## Questions on the material
[A] Reproduce, word for word, the part of the symposium article starting with "In addition to" and going on through "Bruce Pettig ’18.".
[B] Decide whether each of these statements agrees with the symposium article: (i) The 1905 Supreme Court ruling struck down a law limiting the hours New York bakers could work; (ii) The Columbia Law Review will publish papers by five authors whose works were discussed at the symposium; (iii) Lee C. Bollinger gave a lunchtime talk at the symposium. Answer yes or no for each, quoting the words of the article that decide it.

## Reading passage
-- Opening Marker --

First Amendment Lochnerism involves the use of the First Amendment to entrench social and economic hierarchy. The term “Lochnerism” comes from a 1905 U.S. Supreme Court ruling striking down a labor law that had limited the number of hours New York bakers could work as interfering “with the right of contract between the employer and employees.” More recent examples of Lochnerism, according to scholars at the symposium, include Citizens United v. Federal Election Commission, the 2010 U.S. Supreme Court ruling that struck down federal limits on corporate political spending; and the 2011 case Sorrell v. IMS Health Inc., in which the Court struck down a state law protecting medical patients’ personal data; six Justices embraced the argument that a company’s selling of prescription drug records is a form of free speech.
“The question that not only hadn’t been answered but hadn’t even really been asked was ‘What would a First Amendment that didn’t overprotect powerful economic actors look like?’” Kessler said. “Is there the possibility of a more affirmative project of First Amendment advocacy that would really serve marginalized social groups?”
The pair pitched the idea to members of the Columbia Law Review administrative board, including editor-in-chief Kelsey Austin Ruescher ’18 and Online Editor and Symposium Committee Chair Eve A. Levin ’19, where it was “overwhelmingly approved,” said Ruescher. “It was exciting; it seemed timely, and it could also have an impact on First Amendment law and legal scholarship going forward.”
Levin agreed, adding, “The symposium aimed to take [First Amendment Lochnerism] critiques and change the register they spoke in from a critical voice to a rebuilding project. In some ways, it should have been an obvious step for the academic field, and yet it had not gotten there.”
The daylong symposium featured opening remarks by Pozen; a lunchtime talk by Columbia University President and First Amendment scholar Lee C. Bollinger; closing words from Tomi Williams ’19, the 2018-2019 editor-in-chief of the Columbia Law Review; and five panel discussions: “Can the First Amendment Be Progressive?,” “The Digital Infrastructure and Political Economy of Free Expression;” “Equal Protection and the First Amendment;” “A Progressive Labor Vision of the First Amendment,” and “Reflections and Next Steps.”
In the fall, the Columbia Law Review will publish papers by seven authors whose works were discussed at the symposium, including Jedediah Purdy, the Robinson O. Everett Professor of Law at Duke University who will be joining the Columbia Law School faculty in 2019. Purdy presented his work-in-progress, “Beyond the Bosses’ Constitution: Political Economy for a Democratic First Amendment,” and responded to questions from Wu, University of Pennsylvania Law School Professor Maggie McKinley, and Yale Law School Professor Jack M. Balkin, whose own contribution, “Free Speech is a Triangle,” will also be published in the symposium issue. Jaffer moderated the conversation.
“One of the greatest challenges for this conference, for everyone here, is to actually articulate, if we can, what we think a healthy speech environment looks like,” Wu said during that panel.
Ruescher and Levin said after the symposium that they are hopeful that work will continue.
"The symposium began a very challenging conversation," Levin said. "In that respect, it was all we could have hoped for. In terms of what sort of lasting effect it will have—only time will tell."
In addition to Ruescher and Levin, other members of the Columbia Law Review Symposium Committee are Williams, Hayley Malcolm '19, Jeff Stein '19, Samantha Hall '18, Joseph H. Margolies ’18, Patricio G. Martínez-Llompart ’18, and Bruce Pettig ’18.
Pozen and Kessler both praised all the students’ work.
“It was humbling to work with such brilliant and dedicated students,” Pozen said. “Professor Kessler and I may have proposed the symposium and helped steer certain aspects, but the students owned it.”

-- Closing Marker --

## Stored data
-- Opening Marker --

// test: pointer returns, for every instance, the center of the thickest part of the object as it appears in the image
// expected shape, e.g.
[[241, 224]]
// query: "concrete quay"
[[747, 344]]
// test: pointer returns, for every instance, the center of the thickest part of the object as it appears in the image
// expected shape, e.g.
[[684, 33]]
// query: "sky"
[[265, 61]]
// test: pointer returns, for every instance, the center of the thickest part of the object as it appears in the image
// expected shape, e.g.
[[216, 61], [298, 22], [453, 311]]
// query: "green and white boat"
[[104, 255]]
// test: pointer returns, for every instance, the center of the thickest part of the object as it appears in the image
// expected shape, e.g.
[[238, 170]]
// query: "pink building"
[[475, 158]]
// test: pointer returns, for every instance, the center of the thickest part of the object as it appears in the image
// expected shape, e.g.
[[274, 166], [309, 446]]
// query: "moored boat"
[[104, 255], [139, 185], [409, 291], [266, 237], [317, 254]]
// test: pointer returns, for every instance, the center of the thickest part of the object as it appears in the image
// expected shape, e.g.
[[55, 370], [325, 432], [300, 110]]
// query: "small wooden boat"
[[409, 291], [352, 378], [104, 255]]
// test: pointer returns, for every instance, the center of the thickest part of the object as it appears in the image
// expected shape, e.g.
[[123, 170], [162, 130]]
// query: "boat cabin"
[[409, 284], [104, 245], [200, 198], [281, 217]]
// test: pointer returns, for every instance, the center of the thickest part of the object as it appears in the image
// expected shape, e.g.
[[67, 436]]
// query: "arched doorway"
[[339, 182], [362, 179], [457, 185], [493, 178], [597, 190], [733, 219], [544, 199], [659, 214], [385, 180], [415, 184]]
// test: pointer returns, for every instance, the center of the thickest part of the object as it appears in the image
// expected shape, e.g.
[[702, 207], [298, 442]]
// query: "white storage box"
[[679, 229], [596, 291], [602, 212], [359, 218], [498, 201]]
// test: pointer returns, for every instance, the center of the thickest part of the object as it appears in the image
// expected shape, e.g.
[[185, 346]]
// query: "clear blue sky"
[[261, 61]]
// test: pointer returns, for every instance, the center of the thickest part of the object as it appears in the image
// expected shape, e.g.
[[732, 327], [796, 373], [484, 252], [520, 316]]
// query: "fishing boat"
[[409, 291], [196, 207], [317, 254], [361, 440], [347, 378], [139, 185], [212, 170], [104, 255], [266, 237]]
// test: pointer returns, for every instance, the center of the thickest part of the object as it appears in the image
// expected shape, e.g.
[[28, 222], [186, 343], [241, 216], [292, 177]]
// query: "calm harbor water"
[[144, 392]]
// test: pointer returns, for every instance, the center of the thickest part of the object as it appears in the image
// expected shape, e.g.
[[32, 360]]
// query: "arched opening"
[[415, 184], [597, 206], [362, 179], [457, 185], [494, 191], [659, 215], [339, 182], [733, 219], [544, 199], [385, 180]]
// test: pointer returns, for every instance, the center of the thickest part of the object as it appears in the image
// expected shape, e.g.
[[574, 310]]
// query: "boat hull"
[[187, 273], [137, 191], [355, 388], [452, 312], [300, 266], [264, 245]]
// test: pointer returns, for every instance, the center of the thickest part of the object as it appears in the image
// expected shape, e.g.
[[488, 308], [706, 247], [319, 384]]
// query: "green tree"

-- Closing Marker --

## Answer set
[A]
In addition to Ruescher and Levin, other members of the Columbia Law Review Symposium Committee are Williams, Hayley Malcolm '19, Jeff Stein '19, Samantha Hall '18, Joseph H. Margolies ’18, Patricio G. Martínez-Llompart ’18, and Bruce Pettig ’18.

[B]
(i) Yes: "a 1905 U.S. Supreme Court ruling striking down a labor law that had limited the number of hours New York bakers could work"
(ii) No: "the Columbia Law Review will publish papers by seven authors whose works were discussed at the symposium"
(iii) Yes: "a lunchtime talk by Columbia University President and First Amendment scholar Lee C. Bollinger"